> **Quoted passage**:
——

In the following account of the ancient Scandinavian religion, an attempt has been made to exhibit what is really known of the religious beliefs and practices of the people as distinct from the mythological fancies of the poets. With the evidence which we possess, it is impossible to determine how far the latter ever formed any part of a real popular relgion: in some respects there seems to be a decided opposition between the two. The mythology, as it is found in the old poems and in the Prose Edda, has been the subject of much learned speculation, and various theories as to the original functions of the different gods and goddesses have from time to time been advanced, and have met with more or less acceptance. Much has also been written on the question how far the original conceptions had been modified under classic and Christian influences even before Christianity was finally accepted in the north. All discussion of these matters is here omitted in favour of a more direct investigation into the purely religious aspect of the old faith, so far as the existing materials admit of this.
About Author:
Sir William Alexander Craigie (13 August 1867 - 2 September 1957) was a philologist and a lexicographer.
A graduate of the University of St Andrews, he was the third editor of the Oxford English Dictionary and co-editor (with C. T. Onions) of the 1933 supplement. From 1916 to 1925 he was also Rawlinson and Bosworth Professor of Anglo-Saxon in the University of Oxford. He married Jessie Kinmond Hutchen of Dundee, born 1864 or 65, died 1947, daughter of William.
He lectured on lexicography at the University of Chicago while working on the Dictionary of American English and the Dictionary of the Older Scottish Tongue, a project he pioneered. Many twentieth-century American lexicographers studied under Craigie as a part of his lectureship, including Clarence Barnhart, Jess Stein, Woodford A. Heflin, Robert Ramsey, Louise Pound, and Allen Walker Read.

——

> **Problem set**:
A. Repeat the Scandinavian religion passage word for word from "He lectured on" to "Allen Walker Read.".
B. According to the Scandinavian religion passage, who co-edited the 1933 supplement of the Oxford English Dictionary with Craigie?
The data that follows has no connection to the Scandinavian religion passage.

> **Recorded data**:
——

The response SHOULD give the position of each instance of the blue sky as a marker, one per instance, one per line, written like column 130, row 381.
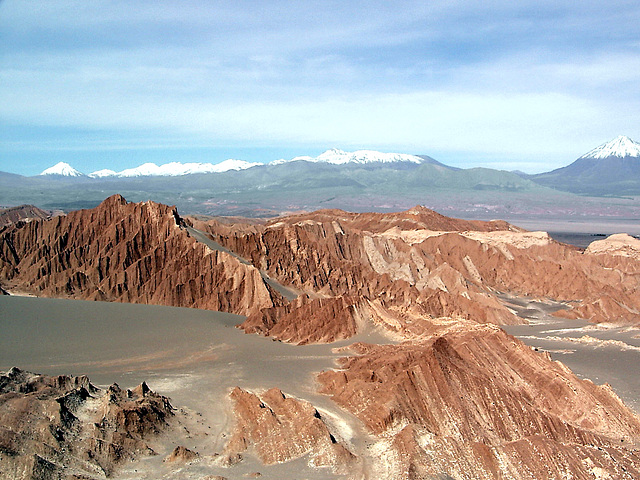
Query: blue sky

——

> **Task-by-task results**:
A.
He lectured on lexicography at the University of Chicago while working on the Dictionary of American English and the Dictionary of the Older Scottish Tongue, a project he pioneered. Many twentieth-century American lexicographers studied under Craigie as a part of his lectureship, including Clarence Barnhart, Jess Stein, Woodford A. Heflin, Robert Ramsey, Louise Pound, and Allen Walker Read.

B. C. T. Onions